• **Directions for this task**
Go through the data line by line. Copy each one holding the string "white".

• **Data for this exercise**
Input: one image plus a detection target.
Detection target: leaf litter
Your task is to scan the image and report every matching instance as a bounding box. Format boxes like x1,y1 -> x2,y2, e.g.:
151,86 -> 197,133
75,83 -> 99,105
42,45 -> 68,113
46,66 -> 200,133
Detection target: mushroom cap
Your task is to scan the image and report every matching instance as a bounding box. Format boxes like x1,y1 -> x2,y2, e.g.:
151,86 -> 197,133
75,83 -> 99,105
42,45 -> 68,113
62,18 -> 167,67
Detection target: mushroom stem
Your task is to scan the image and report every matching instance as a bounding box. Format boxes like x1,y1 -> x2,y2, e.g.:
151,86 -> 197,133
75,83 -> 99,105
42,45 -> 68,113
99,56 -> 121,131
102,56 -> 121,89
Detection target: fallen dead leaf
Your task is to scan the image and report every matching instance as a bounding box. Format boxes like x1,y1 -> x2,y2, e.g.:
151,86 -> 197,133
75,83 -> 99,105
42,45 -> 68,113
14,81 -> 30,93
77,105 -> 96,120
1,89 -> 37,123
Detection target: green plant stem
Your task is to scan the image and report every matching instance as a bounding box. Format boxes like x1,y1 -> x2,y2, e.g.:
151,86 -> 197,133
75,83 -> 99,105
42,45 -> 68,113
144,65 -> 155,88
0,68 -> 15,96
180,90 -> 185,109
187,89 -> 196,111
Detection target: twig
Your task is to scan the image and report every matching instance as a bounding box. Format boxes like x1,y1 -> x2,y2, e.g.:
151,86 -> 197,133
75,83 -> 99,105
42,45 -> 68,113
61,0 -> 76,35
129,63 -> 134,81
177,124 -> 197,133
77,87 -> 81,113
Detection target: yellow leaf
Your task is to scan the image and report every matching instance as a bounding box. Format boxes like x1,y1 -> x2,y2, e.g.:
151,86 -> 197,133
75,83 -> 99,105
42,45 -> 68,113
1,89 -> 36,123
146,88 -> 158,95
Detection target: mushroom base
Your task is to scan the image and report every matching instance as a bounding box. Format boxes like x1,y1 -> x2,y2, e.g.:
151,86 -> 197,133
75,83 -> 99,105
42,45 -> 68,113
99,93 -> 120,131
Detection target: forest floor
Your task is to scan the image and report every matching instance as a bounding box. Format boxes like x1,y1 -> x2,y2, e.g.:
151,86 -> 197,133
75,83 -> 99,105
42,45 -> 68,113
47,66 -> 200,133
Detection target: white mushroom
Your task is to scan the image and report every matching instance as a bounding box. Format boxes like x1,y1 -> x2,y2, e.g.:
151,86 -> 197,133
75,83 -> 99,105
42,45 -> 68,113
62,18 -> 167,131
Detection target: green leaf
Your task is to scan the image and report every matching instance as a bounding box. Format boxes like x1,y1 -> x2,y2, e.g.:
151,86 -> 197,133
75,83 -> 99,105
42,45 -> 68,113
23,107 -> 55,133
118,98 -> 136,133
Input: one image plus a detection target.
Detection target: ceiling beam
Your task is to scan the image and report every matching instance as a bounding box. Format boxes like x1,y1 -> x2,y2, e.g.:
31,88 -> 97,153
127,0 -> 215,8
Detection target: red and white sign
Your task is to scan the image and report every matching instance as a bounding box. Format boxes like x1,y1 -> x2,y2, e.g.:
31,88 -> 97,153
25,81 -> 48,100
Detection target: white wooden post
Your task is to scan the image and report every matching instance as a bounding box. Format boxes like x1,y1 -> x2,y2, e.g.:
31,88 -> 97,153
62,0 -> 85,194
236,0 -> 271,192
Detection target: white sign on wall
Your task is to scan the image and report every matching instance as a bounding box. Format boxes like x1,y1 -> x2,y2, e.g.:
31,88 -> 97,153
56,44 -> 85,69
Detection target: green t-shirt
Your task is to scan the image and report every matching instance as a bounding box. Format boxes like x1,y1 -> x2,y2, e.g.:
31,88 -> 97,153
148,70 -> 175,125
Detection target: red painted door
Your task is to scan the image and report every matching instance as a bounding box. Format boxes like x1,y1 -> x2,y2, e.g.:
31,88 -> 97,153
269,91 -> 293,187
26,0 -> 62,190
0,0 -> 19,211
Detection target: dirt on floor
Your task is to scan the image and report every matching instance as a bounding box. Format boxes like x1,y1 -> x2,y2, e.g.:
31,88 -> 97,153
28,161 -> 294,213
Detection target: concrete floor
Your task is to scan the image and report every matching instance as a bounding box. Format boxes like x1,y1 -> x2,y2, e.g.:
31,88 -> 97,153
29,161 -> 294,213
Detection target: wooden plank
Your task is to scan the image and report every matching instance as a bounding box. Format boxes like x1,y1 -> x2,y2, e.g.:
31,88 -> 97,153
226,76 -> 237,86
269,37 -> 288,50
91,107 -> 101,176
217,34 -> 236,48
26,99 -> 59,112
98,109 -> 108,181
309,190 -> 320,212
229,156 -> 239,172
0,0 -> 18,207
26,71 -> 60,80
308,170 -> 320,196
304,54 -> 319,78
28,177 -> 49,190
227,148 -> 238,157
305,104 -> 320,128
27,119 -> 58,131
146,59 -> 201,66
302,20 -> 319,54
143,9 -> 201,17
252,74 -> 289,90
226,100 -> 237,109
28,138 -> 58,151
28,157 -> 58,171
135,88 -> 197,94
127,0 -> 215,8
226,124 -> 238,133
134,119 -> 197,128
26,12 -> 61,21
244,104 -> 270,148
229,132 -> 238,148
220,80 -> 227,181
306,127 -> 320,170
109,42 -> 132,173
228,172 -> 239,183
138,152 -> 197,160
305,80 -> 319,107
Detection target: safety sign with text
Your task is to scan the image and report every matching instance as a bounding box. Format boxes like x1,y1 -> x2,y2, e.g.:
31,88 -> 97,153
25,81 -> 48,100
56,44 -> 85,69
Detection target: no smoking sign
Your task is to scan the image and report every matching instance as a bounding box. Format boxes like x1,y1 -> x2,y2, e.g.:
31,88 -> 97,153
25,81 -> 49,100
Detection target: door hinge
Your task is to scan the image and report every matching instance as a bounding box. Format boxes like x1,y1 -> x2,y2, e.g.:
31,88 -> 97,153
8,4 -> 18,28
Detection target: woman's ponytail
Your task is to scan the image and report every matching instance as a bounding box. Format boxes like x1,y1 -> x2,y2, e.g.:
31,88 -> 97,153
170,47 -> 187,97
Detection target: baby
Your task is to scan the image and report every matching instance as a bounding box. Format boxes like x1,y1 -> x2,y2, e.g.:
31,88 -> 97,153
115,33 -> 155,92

• **Solution for this task**
Detection target: white mushroom
Detection target: red and white sign
Detection target: white wooden post
Detection target: white sign on wall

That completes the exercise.